--- BEGIN Records to process ---
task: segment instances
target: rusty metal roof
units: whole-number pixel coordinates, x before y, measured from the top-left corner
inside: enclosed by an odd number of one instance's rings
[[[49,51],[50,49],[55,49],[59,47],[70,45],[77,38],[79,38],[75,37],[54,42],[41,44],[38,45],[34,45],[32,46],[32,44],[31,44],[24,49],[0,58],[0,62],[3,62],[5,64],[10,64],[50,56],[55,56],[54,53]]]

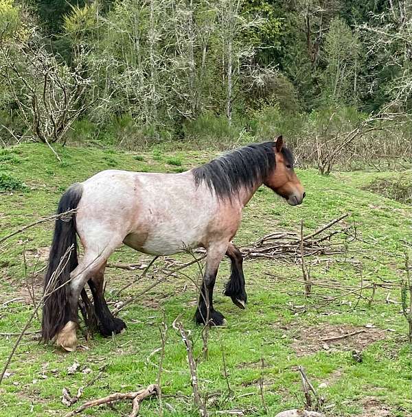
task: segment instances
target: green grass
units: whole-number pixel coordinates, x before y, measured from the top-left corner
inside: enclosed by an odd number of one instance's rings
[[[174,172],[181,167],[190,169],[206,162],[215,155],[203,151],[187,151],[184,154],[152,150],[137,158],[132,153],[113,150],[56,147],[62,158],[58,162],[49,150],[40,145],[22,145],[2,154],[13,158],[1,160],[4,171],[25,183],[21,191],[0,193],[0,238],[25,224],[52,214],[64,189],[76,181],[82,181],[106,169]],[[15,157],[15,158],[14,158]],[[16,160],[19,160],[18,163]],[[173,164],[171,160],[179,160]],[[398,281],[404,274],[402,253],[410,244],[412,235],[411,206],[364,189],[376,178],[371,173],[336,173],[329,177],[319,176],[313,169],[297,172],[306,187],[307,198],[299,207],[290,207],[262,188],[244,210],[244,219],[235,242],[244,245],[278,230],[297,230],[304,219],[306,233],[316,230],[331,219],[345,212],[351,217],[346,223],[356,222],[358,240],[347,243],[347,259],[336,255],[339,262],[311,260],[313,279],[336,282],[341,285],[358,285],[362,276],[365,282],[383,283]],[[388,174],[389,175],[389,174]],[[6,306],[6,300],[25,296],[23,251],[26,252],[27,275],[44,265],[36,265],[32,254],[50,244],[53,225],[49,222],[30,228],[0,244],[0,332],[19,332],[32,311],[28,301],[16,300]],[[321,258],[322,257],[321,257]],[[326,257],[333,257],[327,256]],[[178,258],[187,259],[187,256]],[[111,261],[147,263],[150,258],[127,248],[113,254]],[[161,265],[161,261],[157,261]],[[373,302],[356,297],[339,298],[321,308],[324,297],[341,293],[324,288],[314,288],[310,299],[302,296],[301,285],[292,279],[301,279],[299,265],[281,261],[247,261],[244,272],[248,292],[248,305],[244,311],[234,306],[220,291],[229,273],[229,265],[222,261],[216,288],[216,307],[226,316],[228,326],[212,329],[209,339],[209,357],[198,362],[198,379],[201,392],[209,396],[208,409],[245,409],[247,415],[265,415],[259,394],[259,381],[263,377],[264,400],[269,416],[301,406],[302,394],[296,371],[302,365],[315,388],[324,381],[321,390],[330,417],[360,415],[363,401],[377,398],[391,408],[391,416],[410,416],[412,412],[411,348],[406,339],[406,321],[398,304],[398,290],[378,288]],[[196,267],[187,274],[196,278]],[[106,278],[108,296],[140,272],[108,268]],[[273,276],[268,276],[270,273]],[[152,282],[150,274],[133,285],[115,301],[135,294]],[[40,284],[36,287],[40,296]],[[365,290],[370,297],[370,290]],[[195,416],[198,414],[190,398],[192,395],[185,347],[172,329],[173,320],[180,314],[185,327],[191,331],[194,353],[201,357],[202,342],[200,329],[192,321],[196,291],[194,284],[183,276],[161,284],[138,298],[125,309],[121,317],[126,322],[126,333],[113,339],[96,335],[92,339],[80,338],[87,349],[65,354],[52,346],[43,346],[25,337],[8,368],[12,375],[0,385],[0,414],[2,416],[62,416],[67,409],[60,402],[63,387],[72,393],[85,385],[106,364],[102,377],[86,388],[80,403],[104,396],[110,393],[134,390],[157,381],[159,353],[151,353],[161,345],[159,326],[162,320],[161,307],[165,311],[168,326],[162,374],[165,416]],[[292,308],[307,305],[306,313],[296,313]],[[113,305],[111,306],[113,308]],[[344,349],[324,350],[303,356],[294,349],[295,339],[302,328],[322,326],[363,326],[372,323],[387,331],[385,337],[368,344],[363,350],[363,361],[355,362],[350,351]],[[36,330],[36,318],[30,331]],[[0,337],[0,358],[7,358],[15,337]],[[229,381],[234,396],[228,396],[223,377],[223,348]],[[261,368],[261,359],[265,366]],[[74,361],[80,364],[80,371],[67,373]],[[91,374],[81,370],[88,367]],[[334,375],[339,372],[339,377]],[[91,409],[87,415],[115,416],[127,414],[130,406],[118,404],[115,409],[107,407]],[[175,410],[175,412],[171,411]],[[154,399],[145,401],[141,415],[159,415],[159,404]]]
--- END Records to process ---
▶ _What you have to do_: Pull out every line in the entries above that contains the string "target". Matching is case-sensitive.

▶ _Solution_:
target: rusty metal roof
target: green grass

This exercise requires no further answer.